Star Wars: Clone Wars (2003) Starring the voices of: Mat Lucas, James Arnold Taylor, Tom Kane, Grey DeLisle, Anthony Daniels, Corey Burton, Andre Sogliuzzo, Richard McGonagle, Nick Jameson. Directed by Genndy Tartakovsky. Written by Bryan Andrews, Mark Andrews, Darrick Bachman, Paul Rudish, and Genndy Tartakovsky. Based on characters created by George Lucas. Color U.S.A. Animated, Science Fiction. Run times: 69 and 64 minutes.
Following the conclusion of his Samurai Jack series, Genndy Tartakovsky was approached by LucasFilms to produce one-minute segments about the Clone Wars, an event mentioned in the Star Wars mythology. Tartakovsky agreed as long as the segments could be 3 to 5 minutes and pitched the idea as having “a Band of Brothers-feel to it—where it's episodes of different battles and strategies during the Clone Wars.” Lucas, who would serve as Executive Producer, apparently gave Tartakovsky all the major events during the Clone Wars.
Released between Star Wars Episode II: Attack of the Clones (2002) and Star Wars Episode III: Revenge of the Sith (2005), Star Wars: Clone Wars appeared on Cartoon Network. Season one consisted of ten 3 minute long episodes and ran for 10 days over 2 weeks, between November 3 and November 20, 2003. A second season of ten additional 3 minute series ran the following spring from March 26 to April 8, 2004. These two seasons would be cut into a feature length (69 minutes) story line and released on DVD on March 22, 2005.

DATASET EXTRACT:
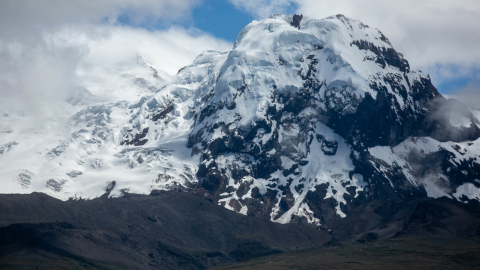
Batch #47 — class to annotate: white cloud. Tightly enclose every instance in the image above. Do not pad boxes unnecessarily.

STATED EXERCISE A: List the writers credited in the passage on Star Wars: Clone Wars.
STATED EXERCISE B: According to the passage on Star Wars: Clone Wars, on what date was the feature-length version released on DVD?
STATED EXERCISE C: Please carry on the passage on Star Wars: Clone Wars from its last sentence.

EXPECTED OUTPUT A: Bryan Andrews, Mark Andrews, Darrick Bachman, Paul Rudish, and Genndy Tartakovsky.

EXPECTED OUTPUT B: March 22, 2005.

EXPECTED OUTPUT C:
Taking place after Attack of the Clones, the story deals with the actual Clone Wars, which is really only hinted at, in the feature films. Jedi Knight Obi-Wan Kenobi (James Arnold Taylor) is assigned to lead an assault on the home planet of the Intergalactic Banking Clan, financial backers of the Confederacy of Independent Systems, which wish to break away from the Galactic Republic.
|Obi-Wan leading troops into battle.|
Over his objections, Obi-Wan’s apprentice, Anakin Skywalker (Mat Lucas), is appointed to lead the space forces at the instance of Supreme Chancellor Palpatine (Nick Jameson), the secret alter ego of Sith Lord Darth Sidious.
|Chancellor Palpatine is also Darth Sidious, the Sith Lord.|
On the ground on Muunilinst, Republic troops face an assault by ARC (Advanced Recon Commando) Captain Fordo (André Sogliuzzo), who leads clone troopers.
|Captain Fordo leads clone troopers against the Army of the Republic.|
Separatist leader Count Dooku (Corey Burton), meanwhile, takes the Dark Jedi Asajj Ventress (Grey DeLisle) as his apprentice and sends her to eliminate Anakin.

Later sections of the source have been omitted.